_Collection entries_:
+++++

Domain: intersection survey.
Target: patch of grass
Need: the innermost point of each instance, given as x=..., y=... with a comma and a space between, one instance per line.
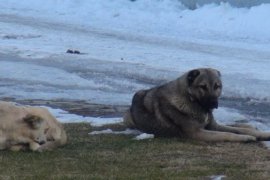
x=120, y=157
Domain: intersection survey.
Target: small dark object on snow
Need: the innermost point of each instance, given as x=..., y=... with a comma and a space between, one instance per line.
x=73, y=51
x=69, y=51
x=77, y=52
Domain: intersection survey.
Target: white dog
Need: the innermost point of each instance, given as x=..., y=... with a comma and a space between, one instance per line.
x=26, y=127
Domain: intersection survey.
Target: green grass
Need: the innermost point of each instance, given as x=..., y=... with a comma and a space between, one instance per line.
x=120, y=157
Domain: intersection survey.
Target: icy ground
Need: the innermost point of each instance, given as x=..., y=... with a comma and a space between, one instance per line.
x=126, y=46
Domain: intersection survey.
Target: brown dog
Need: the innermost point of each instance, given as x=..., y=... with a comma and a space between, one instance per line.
x=25, y=127
x=183, y=108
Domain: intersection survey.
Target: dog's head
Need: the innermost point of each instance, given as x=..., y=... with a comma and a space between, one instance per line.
x=37, y=128
x=204, y=86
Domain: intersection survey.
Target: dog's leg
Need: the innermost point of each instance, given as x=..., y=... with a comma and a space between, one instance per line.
x=34, y=146
x=50, y=145
x=216, y=136
x=264, y=136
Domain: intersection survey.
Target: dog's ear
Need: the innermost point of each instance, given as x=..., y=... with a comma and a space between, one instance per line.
x=219, y=74
x=192, y=76
x=33, y=121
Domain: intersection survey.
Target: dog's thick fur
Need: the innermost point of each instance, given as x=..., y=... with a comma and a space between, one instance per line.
x=183, y=108
x=26, y=127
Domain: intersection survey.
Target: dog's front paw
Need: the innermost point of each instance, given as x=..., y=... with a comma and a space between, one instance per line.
x=249, y=138
x=34, y=146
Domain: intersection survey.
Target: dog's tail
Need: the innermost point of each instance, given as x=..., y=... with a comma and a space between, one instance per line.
x=128, y=120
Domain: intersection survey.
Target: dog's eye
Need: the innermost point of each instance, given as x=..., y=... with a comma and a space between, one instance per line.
x=217, y=86
x=46, y=130
x=203, y=87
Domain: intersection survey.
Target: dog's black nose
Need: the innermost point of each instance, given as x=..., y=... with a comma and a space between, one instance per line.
x=41, y=142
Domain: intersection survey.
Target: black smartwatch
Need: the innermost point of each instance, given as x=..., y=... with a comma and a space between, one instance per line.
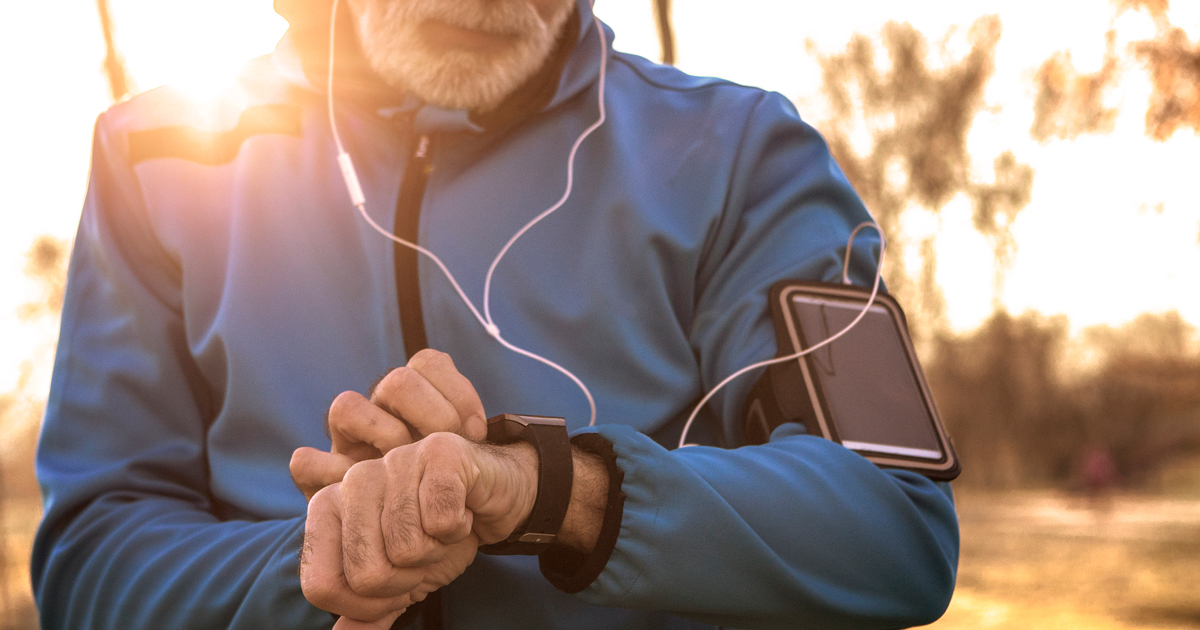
x=556, y=472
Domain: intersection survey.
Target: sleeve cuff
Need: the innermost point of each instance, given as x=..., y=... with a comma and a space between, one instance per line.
x=570, y=570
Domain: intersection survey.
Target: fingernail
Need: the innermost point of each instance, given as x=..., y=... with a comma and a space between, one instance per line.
x=477, y=427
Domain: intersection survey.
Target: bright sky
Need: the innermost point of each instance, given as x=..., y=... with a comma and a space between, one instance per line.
x=1113, y=229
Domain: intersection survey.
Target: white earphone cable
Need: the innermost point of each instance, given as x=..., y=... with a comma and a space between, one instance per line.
x=359, y=201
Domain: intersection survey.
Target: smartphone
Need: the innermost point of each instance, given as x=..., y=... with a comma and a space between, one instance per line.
x=865, y=390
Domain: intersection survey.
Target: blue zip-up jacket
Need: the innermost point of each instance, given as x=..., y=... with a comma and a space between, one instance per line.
x=222, y=292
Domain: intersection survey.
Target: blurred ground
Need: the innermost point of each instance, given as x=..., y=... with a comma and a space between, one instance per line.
x=1048, y=559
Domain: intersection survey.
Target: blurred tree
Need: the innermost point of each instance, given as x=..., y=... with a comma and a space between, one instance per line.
x=1019, y=418
x=1174, y=64
x=120, y=83
x=46, y=263
x=1071, y=103
x=666, y=30
x=916, y=119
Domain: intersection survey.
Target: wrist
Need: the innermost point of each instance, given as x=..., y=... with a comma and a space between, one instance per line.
x=589, y=501
x=523, y=463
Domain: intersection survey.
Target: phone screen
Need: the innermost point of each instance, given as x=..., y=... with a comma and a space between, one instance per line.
x=867, y=377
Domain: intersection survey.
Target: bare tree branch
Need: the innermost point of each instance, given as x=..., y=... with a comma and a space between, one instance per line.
x=666, y=31
x=118, y=75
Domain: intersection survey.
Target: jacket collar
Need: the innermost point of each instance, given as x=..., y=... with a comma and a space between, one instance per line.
x=303, y=57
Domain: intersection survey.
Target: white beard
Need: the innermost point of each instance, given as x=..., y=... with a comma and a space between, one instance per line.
x=456, y=78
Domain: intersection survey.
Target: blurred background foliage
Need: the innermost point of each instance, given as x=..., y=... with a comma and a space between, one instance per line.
x=1027, y=403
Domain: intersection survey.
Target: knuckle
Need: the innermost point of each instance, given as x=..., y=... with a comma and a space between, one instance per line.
x=430, y=358
x=401, y=534
x=341, y=406
x=367, y=581
x=318, y=591
x=363, y=474
x=439, y=444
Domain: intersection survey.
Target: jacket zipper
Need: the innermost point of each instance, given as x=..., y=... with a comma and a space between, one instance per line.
x=407, y=223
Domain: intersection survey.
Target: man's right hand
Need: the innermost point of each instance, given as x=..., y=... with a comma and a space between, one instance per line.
x=426, y=396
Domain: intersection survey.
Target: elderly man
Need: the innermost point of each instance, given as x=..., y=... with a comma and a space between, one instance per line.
x=223, y=291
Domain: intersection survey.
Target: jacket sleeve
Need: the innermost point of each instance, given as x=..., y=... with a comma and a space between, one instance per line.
x=131, y=537
x=799, y=532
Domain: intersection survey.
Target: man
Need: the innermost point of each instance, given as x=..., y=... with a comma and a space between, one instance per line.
x=223, y=291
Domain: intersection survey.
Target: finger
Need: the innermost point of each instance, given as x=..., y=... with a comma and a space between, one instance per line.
x=369, y=569
x=322, y=577
x=313, y=469
x=407, y=395
x=405, y=539
x=438, y=369
x=443, y=491
x=346, y=623
x=361, y=430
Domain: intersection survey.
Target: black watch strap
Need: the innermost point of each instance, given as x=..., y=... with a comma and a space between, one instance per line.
x=556, y=472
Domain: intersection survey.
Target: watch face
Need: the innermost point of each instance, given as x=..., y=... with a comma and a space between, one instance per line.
x=508, y=427
x=535, y=419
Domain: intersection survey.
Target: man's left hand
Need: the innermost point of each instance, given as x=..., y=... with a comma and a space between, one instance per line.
x=402, y=526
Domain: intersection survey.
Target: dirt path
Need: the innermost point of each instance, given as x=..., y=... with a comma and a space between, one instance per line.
x=1054, y=561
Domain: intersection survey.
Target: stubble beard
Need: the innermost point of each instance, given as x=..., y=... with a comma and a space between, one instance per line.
x=389, y=31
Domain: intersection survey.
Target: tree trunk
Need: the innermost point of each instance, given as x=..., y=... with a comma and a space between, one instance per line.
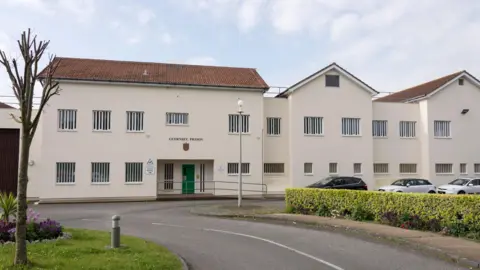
x=21, y=226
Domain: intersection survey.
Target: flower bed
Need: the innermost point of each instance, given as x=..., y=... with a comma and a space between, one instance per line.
x=450, y=214
x=37, y=231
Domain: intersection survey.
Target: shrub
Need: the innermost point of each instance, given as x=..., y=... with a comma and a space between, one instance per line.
x=433, y=212
x=8, y=206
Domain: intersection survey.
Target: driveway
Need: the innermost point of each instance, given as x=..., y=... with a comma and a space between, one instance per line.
x=212, y=243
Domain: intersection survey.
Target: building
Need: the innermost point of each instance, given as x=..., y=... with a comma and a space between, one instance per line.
x=129, y=130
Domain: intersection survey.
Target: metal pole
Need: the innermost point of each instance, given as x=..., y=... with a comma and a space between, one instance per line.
x=115, y=241
x=240, y=162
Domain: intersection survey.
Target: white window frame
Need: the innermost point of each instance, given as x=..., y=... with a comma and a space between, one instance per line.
x=245, y=168
x=274, y=127
x=269, y=168
x=305, y=168
x=402, y=127
x=66, y=166
x=442, y=134
x=357, y=169
x=135, y=121
x=177, y=119
x=444, y=173
x=379, y=128
x=406, y=165
x=351, y=127
x=100, y=167
x=132, y=168
x=380, y=165
x=105, y=120
x=313, y=126
x=463, y=172
x=64, y=114
x=333, y=165
x=234, y=123
x=476, y=168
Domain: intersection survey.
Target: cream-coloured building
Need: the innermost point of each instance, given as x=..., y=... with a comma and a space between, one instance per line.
x=129, y=130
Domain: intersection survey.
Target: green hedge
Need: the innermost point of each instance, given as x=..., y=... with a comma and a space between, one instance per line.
x=459, y=212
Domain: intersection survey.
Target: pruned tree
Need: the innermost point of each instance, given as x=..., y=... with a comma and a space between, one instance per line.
x=24, y=73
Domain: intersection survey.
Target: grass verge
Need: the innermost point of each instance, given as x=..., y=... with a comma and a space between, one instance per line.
x=87, y=250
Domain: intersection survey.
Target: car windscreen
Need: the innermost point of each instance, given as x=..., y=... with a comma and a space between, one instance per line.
x=324, y=180
x=401, y=182
x=459, y=182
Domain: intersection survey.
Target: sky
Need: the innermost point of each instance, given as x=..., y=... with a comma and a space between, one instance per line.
x=389, y=44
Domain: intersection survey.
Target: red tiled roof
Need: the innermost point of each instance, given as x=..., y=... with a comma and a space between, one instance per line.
x=157, y=73
x=419, y=90
x=5, y=106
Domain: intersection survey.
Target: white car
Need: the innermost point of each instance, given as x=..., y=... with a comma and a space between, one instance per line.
x=461, y=186
x=411, y=185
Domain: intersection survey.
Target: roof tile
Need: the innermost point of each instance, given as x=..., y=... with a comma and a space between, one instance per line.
x=419, y=90
x=157, y=73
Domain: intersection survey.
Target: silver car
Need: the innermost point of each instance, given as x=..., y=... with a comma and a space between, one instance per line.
x=411, y=185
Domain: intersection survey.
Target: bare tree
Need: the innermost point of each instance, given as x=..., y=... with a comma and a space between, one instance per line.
x=23, y=80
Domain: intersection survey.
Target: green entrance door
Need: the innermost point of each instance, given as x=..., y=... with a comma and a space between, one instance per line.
x=188, y=176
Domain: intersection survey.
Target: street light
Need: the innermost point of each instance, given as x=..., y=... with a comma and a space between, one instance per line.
x=240, y=111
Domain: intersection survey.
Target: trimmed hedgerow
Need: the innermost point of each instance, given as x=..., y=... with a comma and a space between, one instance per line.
x=455, y=214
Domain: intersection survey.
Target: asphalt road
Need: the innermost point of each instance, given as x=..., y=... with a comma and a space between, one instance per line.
x=212, y=243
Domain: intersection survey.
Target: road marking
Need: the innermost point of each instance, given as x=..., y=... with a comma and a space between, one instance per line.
x=333, y=266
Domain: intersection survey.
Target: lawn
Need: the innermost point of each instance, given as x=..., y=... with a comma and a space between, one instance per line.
x=86, y=250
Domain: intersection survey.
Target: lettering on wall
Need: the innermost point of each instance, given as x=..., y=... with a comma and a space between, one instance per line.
x=185, y=139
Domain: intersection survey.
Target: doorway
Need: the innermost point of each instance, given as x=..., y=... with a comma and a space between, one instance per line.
x=188, y=179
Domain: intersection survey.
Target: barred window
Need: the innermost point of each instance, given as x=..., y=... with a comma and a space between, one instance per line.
x=407, y=129
x=234, y=123
x=308, y=168
x=357, y=168
x=380, y=168
x=408, y=168
x=67, y=119
x=176, y=118
x=100, y=172
x=333, y=168
x=135, y=121
x=379, y=128
x=65, y=172
x=351, y=126
x=313, y=125
x=444, y=168
x=102, y=120
x=133, y=172
x=168, y=176
x=441, y=129
x=232, y=168
x=269, y=168
x=273, y=125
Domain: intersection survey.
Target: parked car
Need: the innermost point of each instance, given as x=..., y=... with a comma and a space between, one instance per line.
x=413, y=185
x=340, y=182
x=461, y=186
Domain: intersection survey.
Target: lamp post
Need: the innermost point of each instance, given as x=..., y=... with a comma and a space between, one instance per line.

+++++

_Task to complete_:
Rewrite the entries from their start through the line containing "x=204, y=86", swapping "intersection survey" for "road junction survey" and changing nothing else. Omit the pictures.

_Complete answer_:
Domain: road junction survey.
Target: patch of grass
Need: the innermost point of each instance, given as x=..., y=... with a comma and a space between, one instance per line.
x=120, y=157
Domain: road junction survey.
Target: small dark object on snow
Need: the innermost point of each instance, given as x=..., y=... with a comma and a space between, one instance per line.
x=73, y=51
x=69, y=51
x=77, y=52
Domain: road junction survey.
Target: white dog
Need: the innermost point of each instance, given as x=..., y=... with a comma and a space between, one instance per line.
x=26, y=127
Domain: road junction survey.
Target: green grass
Need: the innermost point of each instance, given as x=..., y=... with a comma and a space between, one instance per line.
x=120, y=157
Domain: road junction survey.
Target: icy ground
Need: the innermost point of each instance, given as x=..., y=... with a comma and a space between, one instance per line.
x=126, y=46
Domain: road junction survey.
Target: brown dog
Need: the innermost point of each instance, given as x=..., y=... with a comma and a space between, one instance per line.
x=25, y=127
x=183, y=108
Domain: road junction survey.
Target: dog's head
Need: the innermost point of each instance, given as x=..., y=... with a comma and a space between, one instance per line.
x=37, y=128
x=204, y=86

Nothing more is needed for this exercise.